**** INPUT DATA ****

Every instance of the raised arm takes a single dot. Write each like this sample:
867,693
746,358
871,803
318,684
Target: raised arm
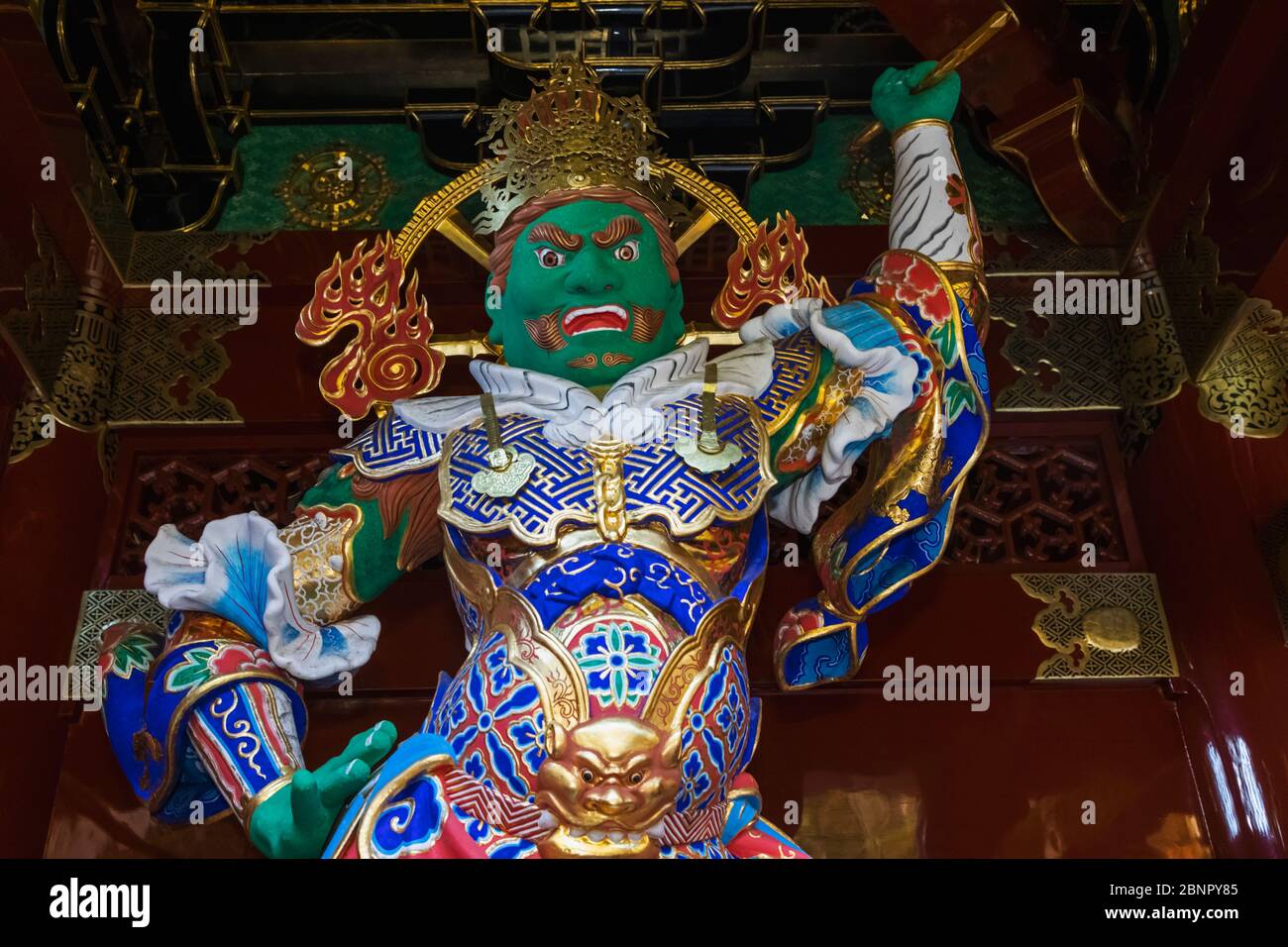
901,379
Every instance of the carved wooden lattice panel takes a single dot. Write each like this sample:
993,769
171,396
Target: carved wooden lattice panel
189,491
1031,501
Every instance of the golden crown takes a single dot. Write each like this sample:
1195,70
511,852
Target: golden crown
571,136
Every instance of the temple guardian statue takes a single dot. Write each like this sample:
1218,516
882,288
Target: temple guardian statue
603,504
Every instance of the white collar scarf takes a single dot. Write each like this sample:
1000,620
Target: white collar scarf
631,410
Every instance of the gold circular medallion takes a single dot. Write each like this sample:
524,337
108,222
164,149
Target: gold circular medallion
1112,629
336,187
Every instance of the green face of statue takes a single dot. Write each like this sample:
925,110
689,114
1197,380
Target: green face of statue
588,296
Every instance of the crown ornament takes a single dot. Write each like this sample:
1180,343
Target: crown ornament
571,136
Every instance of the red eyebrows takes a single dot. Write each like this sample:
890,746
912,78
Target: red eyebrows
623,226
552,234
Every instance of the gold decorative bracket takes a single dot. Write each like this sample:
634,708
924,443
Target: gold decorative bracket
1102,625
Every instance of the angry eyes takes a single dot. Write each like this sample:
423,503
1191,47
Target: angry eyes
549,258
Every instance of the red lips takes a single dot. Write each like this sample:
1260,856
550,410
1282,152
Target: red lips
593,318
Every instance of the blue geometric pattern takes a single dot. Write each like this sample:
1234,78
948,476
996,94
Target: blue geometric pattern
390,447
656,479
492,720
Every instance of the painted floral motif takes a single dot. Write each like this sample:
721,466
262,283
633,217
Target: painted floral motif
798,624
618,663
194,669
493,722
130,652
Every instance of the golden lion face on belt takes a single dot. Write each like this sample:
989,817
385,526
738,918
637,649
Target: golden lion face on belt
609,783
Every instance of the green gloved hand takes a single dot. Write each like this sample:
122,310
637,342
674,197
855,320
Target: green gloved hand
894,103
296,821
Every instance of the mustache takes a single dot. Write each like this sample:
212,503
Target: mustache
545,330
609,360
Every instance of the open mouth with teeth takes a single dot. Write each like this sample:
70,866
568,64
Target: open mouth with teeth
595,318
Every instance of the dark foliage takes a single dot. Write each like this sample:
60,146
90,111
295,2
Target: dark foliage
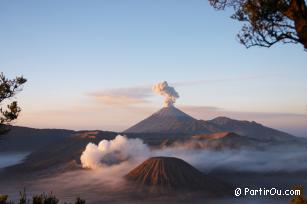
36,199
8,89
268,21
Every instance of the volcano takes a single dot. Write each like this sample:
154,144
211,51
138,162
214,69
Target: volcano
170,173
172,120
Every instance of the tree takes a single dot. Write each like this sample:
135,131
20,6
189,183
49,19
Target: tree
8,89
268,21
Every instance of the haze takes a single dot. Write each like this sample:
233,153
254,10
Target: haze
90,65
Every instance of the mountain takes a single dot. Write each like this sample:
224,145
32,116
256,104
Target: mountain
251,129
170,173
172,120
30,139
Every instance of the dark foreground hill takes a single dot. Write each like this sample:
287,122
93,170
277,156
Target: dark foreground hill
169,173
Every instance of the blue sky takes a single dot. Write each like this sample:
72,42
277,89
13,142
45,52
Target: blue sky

****

> _DIRECTIONS_
Word-for-word output of the material above is needed, with the pictures left out.

> _REPLY_
Every instance of the raised arm takes a single dot. Write each like this sample:
867,693
746,358
871,803
318,684
Target: raised arm
901,379
Every instance of the carved wooden lattice panel takes a single dot. Write each like this sample:
993,769
171,396
Target: carved wooden lattice panel
189,491
1031,501
Every instance of the golden crown takes a single dot. Write each like this sample:
1195,70
511,852
Target: golden crown
571,136
Every instance of the temple guardian statue takes a single dot. Write each like this sample:
1218,516
882,288
Target: temple guardian statue
603,504
Every instance of the white collar scarf takes a single dot. Write each like this sample:
1000,620
Target: white collar scarf
631,410
Every instance of the gold circular medallion takes a single dot. Write each like this sample:
524,337
108,222
164,149
Target: gold circular medallion
1112,629
336,187
Every instance of the green face of statue takes a single dot. Write each like this sample:
925,110
689,114
1197,380
Target: green face of statue
588,296
Every instance of the crown ornament takes a single dot. Write each like this sample:
1180,343
Target: crown ornament
571,136
Every instance of the red eyebrows takes a single dot. Write each like this sample:
890,746
912,78
Target: red eyebrows
623,226
552,234
Every instance of the gold decorative bracket takes a single dot. Write each like this sample:
634,708
924,443
Target: gold decorative bracket
1102,625
Every instance of the angry eyes takes a single dot. Write each like this sample:
423,503
1191,47
Target: angry eyes
549,258
Every instance of the red lips takes a single dot. Write each like this sample:
1260,856
550,410
1282,152
Target: red lips
593,318
Every instance of the blue geometric pattern takes a single dot. Write each like this sample:
1234,78
948,476
996,94
Target: blue geometric pattern
390,447
656,479
492,720
Every instance of the painted floral motif takes a single dot. Write each like this sample:
721,466
262,283
633,217
Target: painted floral motif
798,624
618,663
194,669
493,722
130,652
Every instance of the golden lion face on belt takes a single dot. Write each like this sample:
989,817
385,526
738,918
637,649
Target: golden lion face on belt
609,783
Every instance of the green gloved hand takes a single dot. Write each like this sample:
122,310
637,342
674,197
855,320
Target: green gloved hand
894,103
296,821
Every instance of the mustache takes a single dot. Write each like this sample:
212,503
Target: mustache
545,330
609,360
Every instance of the open mouth with teeth takes a single dot. Write each like this sample:
70,866
568,64
Target: open mouth with teeth
595,318
Every instance of the dark foliage takes a single dot. Write each like this sample:
60,146
90,111
295,2
Target: dark foliage
36,199
8,89
268,21
Every instance of the volcano takes a single dot. Write each like this sample:
154,144
211,51
138,162
214,69
Target: volcano
170,173
172,120
Every instance of the tree takes a single dot. Write each like this sample:
135,131
20,6
189,183
49,19
Target: tree
8,89
268,21
Every instance of the haze takes a single dot. Write each like this sample:
233,153
254,10
Target: haze
90,65
Every instance of the mountain takes a single dot. Write each like this sample:
224,145
32,116
256,104
Target: mountain
251,129
170,173
172,120
30,139
Every instance of the dark foreground hill takes a single dot. Write each like this sample:
287,122
93,170
277,156
Target: dark foreground hill
169,173
Every instance of the blue sky takes a single dot. Write each like this sample:
72,42
277,89
13,142
45,52
Target: blue sky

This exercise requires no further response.